--- Start Provided records ---

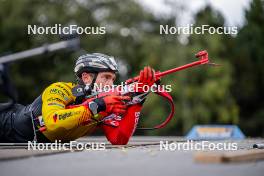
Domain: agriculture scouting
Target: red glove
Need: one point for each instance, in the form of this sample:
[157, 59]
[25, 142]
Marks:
[112, 104]
[146, 78]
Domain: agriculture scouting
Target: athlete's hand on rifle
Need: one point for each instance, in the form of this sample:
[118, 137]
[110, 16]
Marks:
[146, 78]
[111, 104]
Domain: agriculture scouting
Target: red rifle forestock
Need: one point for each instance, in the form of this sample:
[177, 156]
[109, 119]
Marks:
[203, 59]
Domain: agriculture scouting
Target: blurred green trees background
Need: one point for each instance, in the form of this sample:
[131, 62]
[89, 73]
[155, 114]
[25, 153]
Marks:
[232, 93]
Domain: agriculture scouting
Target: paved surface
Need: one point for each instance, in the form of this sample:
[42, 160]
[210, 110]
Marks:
[141, 157]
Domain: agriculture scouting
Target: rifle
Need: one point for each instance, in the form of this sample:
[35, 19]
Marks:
[137, 98]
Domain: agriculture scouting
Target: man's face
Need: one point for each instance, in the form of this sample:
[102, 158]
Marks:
[103, 78]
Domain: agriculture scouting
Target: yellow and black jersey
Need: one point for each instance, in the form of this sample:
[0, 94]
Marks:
[62, 123]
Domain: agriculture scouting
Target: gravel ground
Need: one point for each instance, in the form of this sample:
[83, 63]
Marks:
[141, 157]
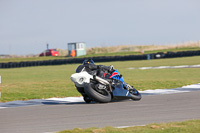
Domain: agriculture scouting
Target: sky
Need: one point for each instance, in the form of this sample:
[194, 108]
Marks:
[26, 26]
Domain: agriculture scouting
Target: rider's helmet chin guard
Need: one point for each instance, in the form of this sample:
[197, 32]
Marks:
[88, 61]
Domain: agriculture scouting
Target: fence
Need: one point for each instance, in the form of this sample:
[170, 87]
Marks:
[100, 59]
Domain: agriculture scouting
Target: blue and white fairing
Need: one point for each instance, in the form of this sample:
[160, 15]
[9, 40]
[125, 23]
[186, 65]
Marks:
[120, 88]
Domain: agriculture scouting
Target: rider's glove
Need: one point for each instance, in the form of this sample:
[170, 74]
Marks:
[111, 68]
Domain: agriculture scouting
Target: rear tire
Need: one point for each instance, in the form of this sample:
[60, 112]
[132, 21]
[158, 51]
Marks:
[135, 95]
[92, 92]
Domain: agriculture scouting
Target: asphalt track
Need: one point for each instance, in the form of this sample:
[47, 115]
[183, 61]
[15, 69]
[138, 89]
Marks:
[57, 117]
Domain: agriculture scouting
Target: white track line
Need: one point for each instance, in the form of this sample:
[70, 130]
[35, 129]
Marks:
[72, 100]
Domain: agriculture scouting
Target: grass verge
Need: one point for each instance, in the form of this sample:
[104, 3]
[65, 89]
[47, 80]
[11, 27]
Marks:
[54, 81]
[191, 126]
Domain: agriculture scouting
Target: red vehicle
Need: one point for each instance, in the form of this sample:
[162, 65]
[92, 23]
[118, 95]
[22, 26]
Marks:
[50, 52]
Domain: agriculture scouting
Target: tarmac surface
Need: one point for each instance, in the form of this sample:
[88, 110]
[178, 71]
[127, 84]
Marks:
[52, 117]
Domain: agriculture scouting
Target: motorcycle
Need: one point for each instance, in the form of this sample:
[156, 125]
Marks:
[102, 89]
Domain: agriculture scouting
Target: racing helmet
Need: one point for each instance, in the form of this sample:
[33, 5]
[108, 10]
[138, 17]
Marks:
[88, 61]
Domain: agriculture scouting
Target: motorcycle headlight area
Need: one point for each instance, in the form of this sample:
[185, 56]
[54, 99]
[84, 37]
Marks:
[81, 80]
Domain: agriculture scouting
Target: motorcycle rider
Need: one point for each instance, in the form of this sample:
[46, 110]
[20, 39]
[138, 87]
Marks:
[100, 70]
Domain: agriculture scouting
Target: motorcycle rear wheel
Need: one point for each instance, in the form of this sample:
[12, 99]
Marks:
[102, 96]
[135, 95]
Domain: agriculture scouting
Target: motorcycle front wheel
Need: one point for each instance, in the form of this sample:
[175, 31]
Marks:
[135, 95]
[99, 95]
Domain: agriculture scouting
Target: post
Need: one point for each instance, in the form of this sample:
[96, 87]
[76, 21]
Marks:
[0, 86]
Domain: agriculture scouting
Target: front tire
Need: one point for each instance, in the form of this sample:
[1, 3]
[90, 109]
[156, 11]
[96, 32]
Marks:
[102, 96]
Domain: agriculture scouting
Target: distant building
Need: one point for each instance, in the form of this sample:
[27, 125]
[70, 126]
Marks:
[76, 49]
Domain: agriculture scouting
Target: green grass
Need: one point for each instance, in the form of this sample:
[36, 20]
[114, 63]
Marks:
[191, 126]
[54, 81]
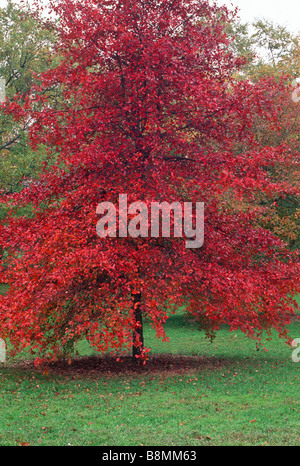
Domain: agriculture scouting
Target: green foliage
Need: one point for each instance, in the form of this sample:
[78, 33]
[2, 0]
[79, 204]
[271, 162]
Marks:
[25, 51]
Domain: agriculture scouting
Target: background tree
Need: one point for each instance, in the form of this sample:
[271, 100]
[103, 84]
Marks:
[273, 51]
[157, 113]
[25, 51]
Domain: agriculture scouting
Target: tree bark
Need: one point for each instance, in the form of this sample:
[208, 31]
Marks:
[138, 331]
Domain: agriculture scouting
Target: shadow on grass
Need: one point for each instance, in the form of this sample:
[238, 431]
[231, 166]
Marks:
[95, 366]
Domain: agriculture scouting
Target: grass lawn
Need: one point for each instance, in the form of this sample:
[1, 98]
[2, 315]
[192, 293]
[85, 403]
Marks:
[220, 393]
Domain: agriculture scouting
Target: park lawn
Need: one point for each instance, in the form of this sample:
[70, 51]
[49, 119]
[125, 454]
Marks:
[220, 393]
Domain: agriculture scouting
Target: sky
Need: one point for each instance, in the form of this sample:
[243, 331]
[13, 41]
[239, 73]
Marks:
[283, 12]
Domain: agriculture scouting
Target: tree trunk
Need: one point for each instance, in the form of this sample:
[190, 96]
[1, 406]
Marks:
[138, 331]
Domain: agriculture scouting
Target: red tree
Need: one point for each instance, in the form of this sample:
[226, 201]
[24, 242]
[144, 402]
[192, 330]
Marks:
[150, 109]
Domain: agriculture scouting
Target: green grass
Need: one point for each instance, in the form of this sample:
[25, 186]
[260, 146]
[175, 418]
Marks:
[237, 396]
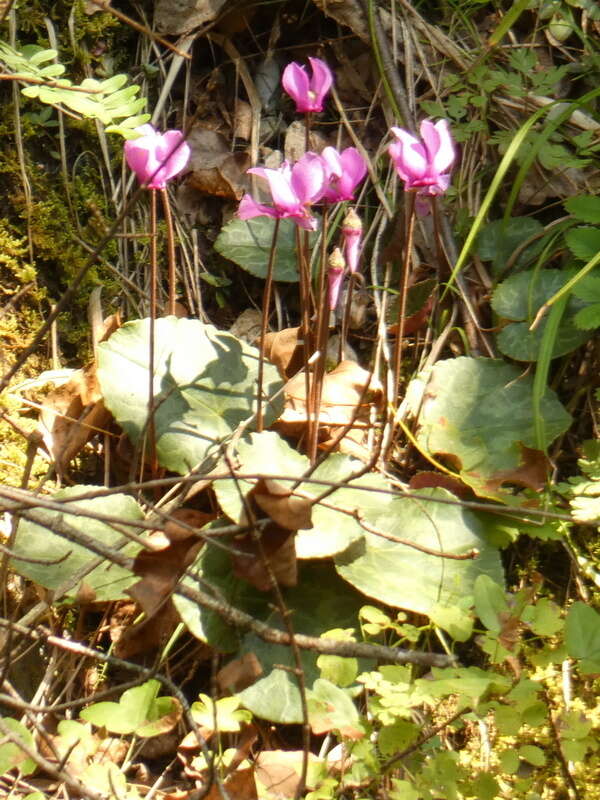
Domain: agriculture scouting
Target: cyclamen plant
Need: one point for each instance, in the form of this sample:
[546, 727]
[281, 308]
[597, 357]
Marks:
[308, 93]
[156, 158]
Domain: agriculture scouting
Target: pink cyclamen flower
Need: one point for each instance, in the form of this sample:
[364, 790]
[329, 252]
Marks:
[352, 233]
[156, 157]
[424, 164]
[335, 277]
[293, 189]
[344, 172]
[308, 95]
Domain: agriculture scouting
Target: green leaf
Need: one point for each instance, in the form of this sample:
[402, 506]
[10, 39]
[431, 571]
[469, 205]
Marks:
[224, 715]
[471, 684]
[477, 414]
[394, 573]
[66, 558]
[212, 568]
[204, 386]
[584, 243]
[585, 208]
[321, 601]
[138, 711]
[337, 669]
[455, 619]
[397, 736]
[11, 755]
[588, 318]
[509, 762]
[534, 755]
[267, 454]
[582, 636]
[498, 240]
[331, 709]
[519, 298]
[490, 602]
[543, 618]
[248, 244]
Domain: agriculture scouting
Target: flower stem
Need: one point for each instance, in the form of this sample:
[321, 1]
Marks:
[264, 324]
[408, 239]
[322, 327]
[170, 250]
[304, 276]
[153, 282]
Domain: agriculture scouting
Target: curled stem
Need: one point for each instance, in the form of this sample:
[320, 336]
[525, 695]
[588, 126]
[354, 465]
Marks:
[172, 277]
[409, 231]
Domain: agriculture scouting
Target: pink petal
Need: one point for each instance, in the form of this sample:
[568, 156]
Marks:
[355, 169]
[332, 162]
[446, 153]
[320, 83]
[279, 185]
[137, 156]
[308, 178]
[295, 82]
[335, 277]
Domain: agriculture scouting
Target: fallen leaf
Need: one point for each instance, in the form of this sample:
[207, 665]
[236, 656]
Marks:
[285, 350]
[71, 415]
[349, 393]
[239, 673]
[214, 169]
[277, 773]
[282, 506]
[175, 17]
[277, 545]
[175, 548]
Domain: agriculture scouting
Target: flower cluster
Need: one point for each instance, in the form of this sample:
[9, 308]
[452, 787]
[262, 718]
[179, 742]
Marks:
[328, 178]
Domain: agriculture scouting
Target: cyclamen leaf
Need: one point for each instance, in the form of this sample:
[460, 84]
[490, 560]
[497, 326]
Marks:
[584, 243]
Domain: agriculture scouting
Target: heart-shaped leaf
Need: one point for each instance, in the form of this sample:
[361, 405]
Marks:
[65, 558]
[205, 384]
[476, 414]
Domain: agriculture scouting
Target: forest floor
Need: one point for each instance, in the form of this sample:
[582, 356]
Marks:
[380, 579]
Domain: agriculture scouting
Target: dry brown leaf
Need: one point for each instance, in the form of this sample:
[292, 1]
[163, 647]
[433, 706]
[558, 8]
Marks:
[247, 325]
[71, 415]
[282, 506]
[277, 773]
[214, 169]
[277, 545]
[175, 17]
[434, 480]
[240, 673]
[341, 405]
[295, 141]
[174, 549]
[284, 349]
[239, 785]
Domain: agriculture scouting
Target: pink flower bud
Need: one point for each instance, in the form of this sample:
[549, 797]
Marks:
[156, 157]
[352, 233]
[335, 276]
[308, 95]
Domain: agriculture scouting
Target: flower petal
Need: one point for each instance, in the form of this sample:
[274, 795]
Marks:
[308, 178]
[249, 208]
[446, 153]
[320, 83]
[295, 82]
[279, 185]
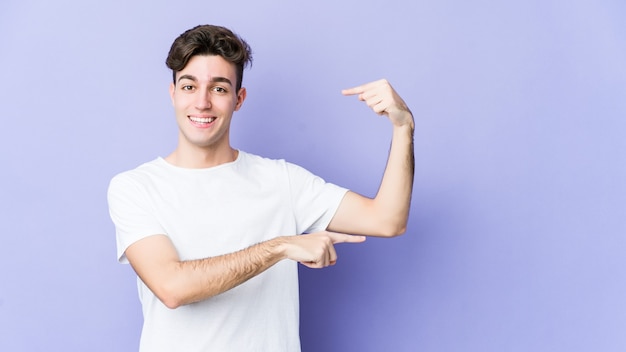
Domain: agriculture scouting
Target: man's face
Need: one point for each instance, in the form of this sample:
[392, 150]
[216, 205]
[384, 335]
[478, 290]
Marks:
[204, 100]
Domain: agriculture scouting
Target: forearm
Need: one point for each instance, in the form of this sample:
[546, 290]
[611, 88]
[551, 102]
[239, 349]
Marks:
[177, 282]
[393, 198]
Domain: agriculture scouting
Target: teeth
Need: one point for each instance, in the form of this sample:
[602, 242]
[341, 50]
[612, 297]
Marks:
[202, 119]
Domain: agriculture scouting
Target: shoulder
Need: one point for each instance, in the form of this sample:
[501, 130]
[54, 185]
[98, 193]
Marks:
[142, 174]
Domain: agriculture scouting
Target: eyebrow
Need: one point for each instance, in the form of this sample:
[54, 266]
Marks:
[213, 79]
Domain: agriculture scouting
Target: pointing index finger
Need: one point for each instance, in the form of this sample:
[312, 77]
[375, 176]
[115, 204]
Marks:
[353, 91]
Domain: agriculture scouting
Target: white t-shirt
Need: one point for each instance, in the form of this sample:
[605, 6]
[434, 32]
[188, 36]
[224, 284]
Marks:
[214, 211]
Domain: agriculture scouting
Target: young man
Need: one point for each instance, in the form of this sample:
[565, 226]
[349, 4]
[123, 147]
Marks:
[215, 234]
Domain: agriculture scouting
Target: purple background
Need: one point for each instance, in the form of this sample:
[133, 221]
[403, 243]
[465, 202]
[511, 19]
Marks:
[516, 240]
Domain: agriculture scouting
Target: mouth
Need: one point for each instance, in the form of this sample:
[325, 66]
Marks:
[201, 121]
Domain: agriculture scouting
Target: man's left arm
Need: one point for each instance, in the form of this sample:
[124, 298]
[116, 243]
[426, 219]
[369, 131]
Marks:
[385, 215]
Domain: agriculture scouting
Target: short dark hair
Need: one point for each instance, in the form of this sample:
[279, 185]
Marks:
[209, 40]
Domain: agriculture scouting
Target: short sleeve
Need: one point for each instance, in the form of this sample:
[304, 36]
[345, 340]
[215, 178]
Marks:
[315, 201]
[131, 212]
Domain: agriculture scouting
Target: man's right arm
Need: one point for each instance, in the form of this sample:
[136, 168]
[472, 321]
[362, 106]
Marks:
[176, 282]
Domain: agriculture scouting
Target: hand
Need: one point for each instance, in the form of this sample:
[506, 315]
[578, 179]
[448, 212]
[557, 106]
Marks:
[317, 250]
[383, 99]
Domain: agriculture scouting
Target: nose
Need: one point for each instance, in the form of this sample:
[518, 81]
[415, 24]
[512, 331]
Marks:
[203, 100]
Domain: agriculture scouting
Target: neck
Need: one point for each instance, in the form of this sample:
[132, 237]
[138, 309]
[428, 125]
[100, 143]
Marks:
[201, 158]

--- End Provided records ---

How many lines in the records above contain the string "flower"? Case counts. Reply with the number alone.

5